Records from a point labeling set:
▶

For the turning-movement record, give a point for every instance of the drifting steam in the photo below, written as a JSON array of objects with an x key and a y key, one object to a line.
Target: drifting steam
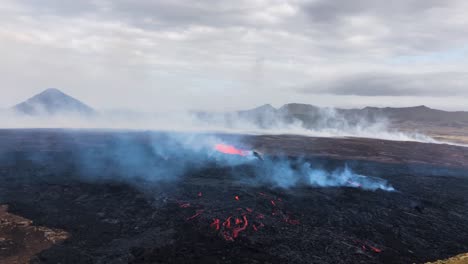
[
  {"x": 145, "y": 158},
  {"x": 287, "y": 173},
  {"x": 324, "y": 122}
]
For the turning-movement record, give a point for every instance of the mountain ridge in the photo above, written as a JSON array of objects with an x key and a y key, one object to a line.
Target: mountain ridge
[{"x": 52, "y": 101}]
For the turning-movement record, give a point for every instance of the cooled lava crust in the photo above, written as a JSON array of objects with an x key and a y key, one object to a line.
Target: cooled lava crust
[{"x": 208, "y": 216}]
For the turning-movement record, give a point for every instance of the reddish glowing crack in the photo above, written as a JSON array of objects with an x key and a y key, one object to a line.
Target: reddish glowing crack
[{"x": 199, "y": 212}]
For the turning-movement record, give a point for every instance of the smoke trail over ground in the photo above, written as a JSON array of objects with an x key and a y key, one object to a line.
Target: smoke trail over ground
[
  {"x": 142, "y": 158},
  {"x": 169, "y": 157}
]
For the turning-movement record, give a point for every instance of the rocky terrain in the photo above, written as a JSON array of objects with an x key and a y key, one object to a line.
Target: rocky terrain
[{"x": 208, "y": 215}]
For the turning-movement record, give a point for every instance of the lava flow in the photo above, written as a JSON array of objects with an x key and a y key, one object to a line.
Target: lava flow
[{"x": 228, "y": 149}]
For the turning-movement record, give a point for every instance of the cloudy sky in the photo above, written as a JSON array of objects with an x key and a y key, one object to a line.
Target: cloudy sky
[{"x": 222, "y": 55}]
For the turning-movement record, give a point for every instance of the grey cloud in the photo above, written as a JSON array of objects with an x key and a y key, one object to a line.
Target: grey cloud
[
  {"x": 328, "y": 11},
  {"x": 384, "y": 84}
]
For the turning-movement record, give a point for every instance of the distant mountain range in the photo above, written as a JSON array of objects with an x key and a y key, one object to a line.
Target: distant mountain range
[
  {"x": 52, "y": 102},
  {"x": 309, "y": 115}
]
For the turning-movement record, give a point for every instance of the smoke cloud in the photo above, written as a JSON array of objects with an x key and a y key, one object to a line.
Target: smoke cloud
[
  {"x": 142, "y": 159},
  {"x": 324, "y": 122}
]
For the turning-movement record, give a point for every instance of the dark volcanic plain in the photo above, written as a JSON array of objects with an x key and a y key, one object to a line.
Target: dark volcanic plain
[{"x": 81, "y": 219}]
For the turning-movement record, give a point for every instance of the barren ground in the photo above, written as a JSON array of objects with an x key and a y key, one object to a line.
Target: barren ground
[{"x": 56, "y": 214}]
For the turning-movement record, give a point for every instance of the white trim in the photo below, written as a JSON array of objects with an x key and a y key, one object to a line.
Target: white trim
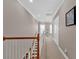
[
  {"x": 61, "y": 50},
  {"x": 58, "y": 8}
]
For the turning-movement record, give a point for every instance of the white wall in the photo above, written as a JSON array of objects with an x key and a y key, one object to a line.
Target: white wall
[
  {"x": 56, "y": 30},
  {"x": 17, "y": 22},
  {"x": 67, "y": 35}
]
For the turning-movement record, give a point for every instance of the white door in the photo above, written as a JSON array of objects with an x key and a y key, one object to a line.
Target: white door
[{"x": 56, "y": 30}]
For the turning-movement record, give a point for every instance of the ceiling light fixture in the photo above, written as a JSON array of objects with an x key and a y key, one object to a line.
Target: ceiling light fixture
[{"x": 31, "y": 1}]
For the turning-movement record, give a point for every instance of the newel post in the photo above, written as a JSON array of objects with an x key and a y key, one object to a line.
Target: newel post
[{"x": 38, "y": 45}]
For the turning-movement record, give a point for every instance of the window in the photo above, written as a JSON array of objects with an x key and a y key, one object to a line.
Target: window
[{"x": 42, "y": 28}]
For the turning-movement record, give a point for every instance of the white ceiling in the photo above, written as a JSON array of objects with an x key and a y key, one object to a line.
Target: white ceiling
[{"x": 41, "y": 10}]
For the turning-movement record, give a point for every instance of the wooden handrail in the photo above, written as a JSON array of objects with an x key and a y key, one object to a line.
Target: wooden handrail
[{"x": 15, "y": 38}]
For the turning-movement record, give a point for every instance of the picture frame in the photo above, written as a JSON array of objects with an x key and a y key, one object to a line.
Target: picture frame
[{"x": 71, "y": 17}]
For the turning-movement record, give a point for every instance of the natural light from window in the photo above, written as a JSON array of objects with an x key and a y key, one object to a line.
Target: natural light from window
[
  {"x": 50, "y": 28},
  {"x": 42, "y": 28}
]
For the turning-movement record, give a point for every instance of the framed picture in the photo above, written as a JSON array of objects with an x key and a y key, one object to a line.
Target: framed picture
[{"x": 71, "y": 17}]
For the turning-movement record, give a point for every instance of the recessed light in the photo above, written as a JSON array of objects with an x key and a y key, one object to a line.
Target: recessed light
[{"x": 31, "y": 0}]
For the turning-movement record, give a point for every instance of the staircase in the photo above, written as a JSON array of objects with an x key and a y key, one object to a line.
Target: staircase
[{"x": 33, "y": 52}]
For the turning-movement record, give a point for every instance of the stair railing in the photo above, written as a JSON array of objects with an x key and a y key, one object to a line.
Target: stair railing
[{"x": 36, "y": 39}]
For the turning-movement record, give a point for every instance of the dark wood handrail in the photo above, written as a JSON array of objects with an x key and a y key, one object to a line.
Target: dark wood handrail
[
  {"x": 19, "y": 37},
  {"x": 15, "y": 38}
]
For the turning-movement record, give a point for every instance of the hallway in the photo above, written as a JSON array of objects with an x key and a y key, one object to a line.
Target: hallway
[{"x": 50, "y": 49}]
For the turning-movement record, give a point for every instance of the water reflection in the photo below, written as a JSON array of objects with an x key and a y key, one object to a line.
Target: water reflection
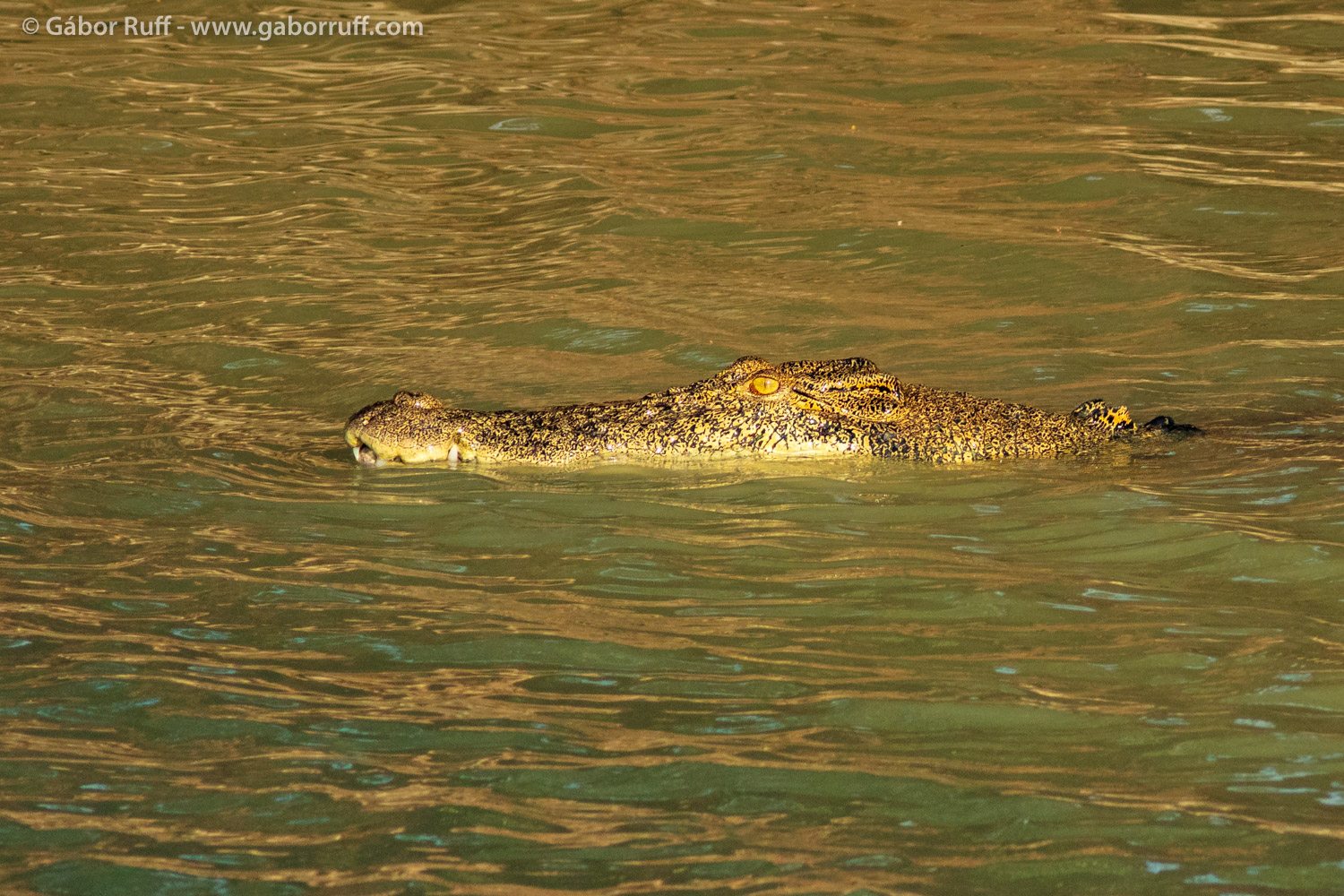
[{"x": 239, "y": 661}]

◀

● Problem to solve
Update the records above by replacing "turning-movement record" with "traffic-count record" wherever it occurs, keeping every other line unchanged. Omit the pictures from your answer.

● Exercise result
For the traffic-count record, give a point for every instance of the drifting steam in the photo below, written as a JSON array of objects with an x key and a y key, one object to a line.
Target: drifting steam
[
  {"x": 145, "y": 158},
  {"x": 287, "y": 173},
  {"x": 324, "y": 122}
]
For the traffic-count record, give a point for every instance of the mountain ridge in the photo above, written as a JSON array of objects with an x key and a y key, one object to a line.
Target: mountain ridge
[{"x": 52, "y": 101}]
For the traffic-count record, give a point for every instance of the cooled lava crust in the photo above, written as a JSON array of objects with an x key and a y key, one object to a line.
Target: cooled lava crust
[{"x": 208, "y": 216}]
For the traffic-count record, give a point for every instance of the reddish glowing crack in the photo above, written as a JSON array of objects with an x key and a y key, one object to a line.
Target: reddish glowing crack
[{"x": 199, "y": 212}]
For the traffic-count record, give a point for every instance of the smoke trail over ground in the photo above, written as a JSON array of objects with an x key and a y key, one object to a line.
Target: smoke trail over ground
[
  {"x": 142, "y": 158},
  {"x": 169, "y": 157}
]
For the traffic-count record, give a point for every instance of the rocky terrain in the photo above, written as a JSON array of objects with an x key and a y key, one object to a line.
Target: rocky terrain
[{"x": 208, "y": 215}]
For the traffic-count record, give a point for every instance of the lava flow in the photo above, written as a JSON array of objects with an x key and a y key, one object to a line.
Target: lava flow
[{"x": 228, "y": 149}]
For the traffic-count record, give a point for every instance of the cloudy sky in the photo above, written as a JSON array of objects with an x key and a y key, one object to a line.
Target: cloudy sky
[{"x": 222, "y": 55}]
For the traffic-count record, give a point for every instance of the grey cloud in the photo above, written as a JSON array of objects with an x key and a y key, one object to a line.
Target: grey cloud
[
  {"x": 328, "y": 11},
  {"x": 384, "y": 84}
]
For the traffic-count record, give a point for every instance of the distant mountain range in the photo above, written as a JSON array of objects with an x key and a y key, one object to a line.
Target: distant mountain range
[
  {"x": 52, "y": 102},
  {"x": 309, "y": 115}
]
For the traffic-count record, give a point for every instance of the smoke cloud in the photo above, written as a JSON array of objects with an x key and a y key, one object to a line.
Target: smoke cloud
[
  {"x": 142, "y": 159},
  {"x": 324, "y": 122}
]
For the traffic-count record, give a point for every instance of the dark volcanic plain in the photo above, written as a JSON array of objects with an x key and a y key, one object to a line.
Target: dark volcanic plain
[{"x": 81, "y": 219}]
For the traffic-count record, give a point for every instance of the barren ground in the photo above, written as a JSON array of objects with an x key and a y key, one object to a line.
Target: barren ground
[{"x": 56, "y": 214}]
For the traffic-count record, give a point for every instance of the white trim in the photo below, written as a JSON array of objects with an x key and a y key, one object to a line.
Target: white trim
[
  {"x": 61, "y": 50},
  {"x": 58, "y": 8}
]
For the traffic-count record, give a point for every instance of the white wall in the photo above, written as a JSON array of objects with an x key and a y key, one object to a line.
Target: white wall
[
  {"x": 56, "y": 30},
  {"x": 17, "y": 22},
  {"x": 67, "y": 35}
]
For the traffic-count record, give a point for every instance of the white door in the photo above, written as a JSON array of objects with an x key and a y key, one object to a line.
Target: white door
[{"x": 56, "y": 30}]
For the traffic-count record, give a point for every instance of the ceiling light fixture in the photo above, written as a JSON array of objects with an x key and a y key, one object to a line.
Target: ceiling light fixture
[{"x": 31, "y": 1}]
For the traffic-count record, give a point for every instance of the newel post in the photo above, written as a JSON array of objects with an x key and a y key, one object to a line.
Target: newel post
[{"x": 38, "y": 45}]
For the traffic-count record, give a point for every instance of the window in the photo above, written as a JSON array of objects with an x key and a y key, one object to a line.
Target: window
[{"x": 42, "y": 28}]
For the traffic-count record, give a point for every instance of the white ceiling in the photo above, written as a JSON array of objects with an x key and a y key, one object to a line.
Target: white ceiling
[{"x": 41, "y": 10}]
For the traffic-count record, give a point for every instance of the wooden handrail in the photo above, written as a JSON array of objects with an x key and a y key, one object to a line.
Target: wooden handrail
[{"x": 15, "y": 38}]
For the traffic-count record, give a point for every instance of the picture frame in the photo above, written as a JSON array of objects with an x key and a y key, one object to a line.
Target: picture frame
[{"x": 71, "y": 17}]
For the traffic-count record, give a point for every instance of the natural light from window in the photo above, written as a JSON array of objects with an x key and a y key, one object to a line.
Target: natural light from window
[
  {"x": 50, "y": 28},
  {"x": 42, "y": 28}
]
For the traffic-count record, give a point for every instance of the framed picture in the photo above, written as a JSON array of objects with an x key and a y key, one object to a line.
Target: framed picture
[{"x": 71, "y": 17}]
For the traffic-count record, give a point for every instance of the recessed light in the photo above, written as a JSON array of objects with an x key and a y key, one object to a line.
Target: recessed light
[{"x": 31, "y": 0}]
For the traffic-count record, give a point for every instance of the staircase in the photo above, written as a JSON array of objects with an x key and a y key, one object to a line.
Target: staircase
[{"x": 33, "y": 52}]
For the traffic-count record, give a point for every instance of the stair railing in the photo above, written as a JSON array of objects with an x key and a y key, one object to a line.
Target: stair railing
[{"x": 36, "y": 39}]
For the traffic-count record, give a point for every instance of the dark wood handrail in the photo above, written as a JSON array of objects with an x key and a y key, one object to a line.
Target: dark wood handrail
[
  {"x": 19, "y": 37},
  {"x": 15, "y": 38}
]
For the traffic-count record, give a point for every instance of the hallway in the photo above, written as a JSON array of objects with an x key and a y key, one object to a line.
Target: hallway
[{"x": 50, "y": 49}]
For the traffic-count record, give a point for every instance of the water reflection in the photo below, written as a JSON array of objects with an x key and a y key, one object to a line.
Target: water reflection
[{"x": 239, "y": 661}]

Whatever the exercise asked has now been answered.